> [Task requirements]: In the passage below about the man outside the hospital, what did he sell from his wheelchair?

> [Extract to read]:
»»
“He collapsed? You mean they did CPR on him? That means he had no pulse, right?”
He was a familiar sight outside the hospital. And it was his voice which characterized him, which made him a regular feature of the place. So permanent and felt was his presence that I often thought of him as an extension of the building I walked past daily.
I supposed few who passed by him long enough liked him. He simply could not and would not be ignored. I remember a few friends telling me before, “ That’s really not the way he should be doing things.”
Doing what? Sitting on his wheelchair selling tissue paper, trinkets, sweets, pens with a delibrately unbuttoned shirt to showcase his permanent catheter at his right shoulder which he needs for dialysis, he would shout incessantly, “UNCLE! AUNTIE! BRUDDER! SISTER! HELP ME WITH MY DIALYSIS! PLISS!”
It had become so repetitive that the chant adopted its own robust rhythm, each time gaining momentum according to the waves of people who passed him.
“UNCLE! AUNTIE! BRUDDER! SISTER! HELP ME WITH MY DIALYSIS! PLISS!”
I used to buy tissue paper from him. But even then, I remember feeling irritated and ambivalent. Somehow, charity feels better when one feels empathy and compassion instead of compulsion. A good friend whom I admired a lot told me one day, “Well, I would support him if only he didn’t do it this way. I mean, he’s blatantly flaunting his perm cath and announcing his medical condition to everyone.”
I don’t know why or when but my heart hardened towards him. Maybe my friends were right-perhaps his loud grating voice, his neediness bordering on petulance and shameless exhibition of his medical condition really were extreme and a turn-off. I walked past him often, allowing his pleas to form an old, flaking crust over my heart. He has been there for years. He is almost a landmark.
««
> [Data]:
»»
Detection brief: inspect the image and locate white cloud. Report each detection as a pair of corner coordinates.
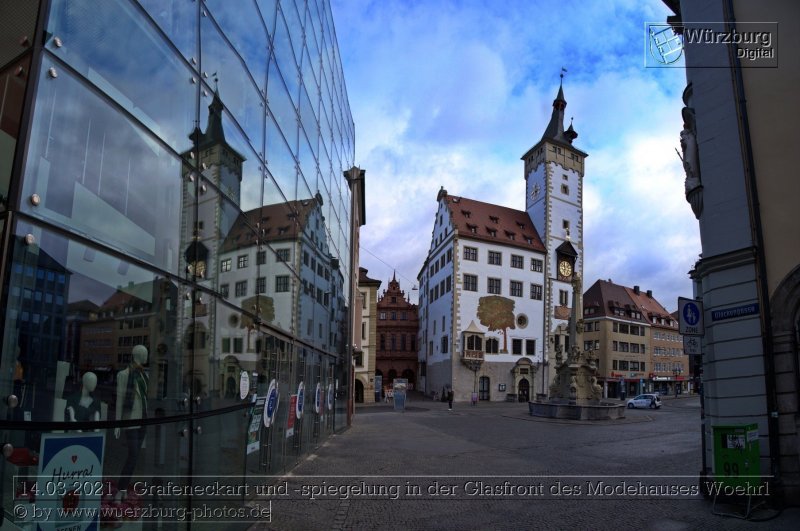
««
> [Response to this exercise]: Tissue paper, trinkets, sweets, and pens.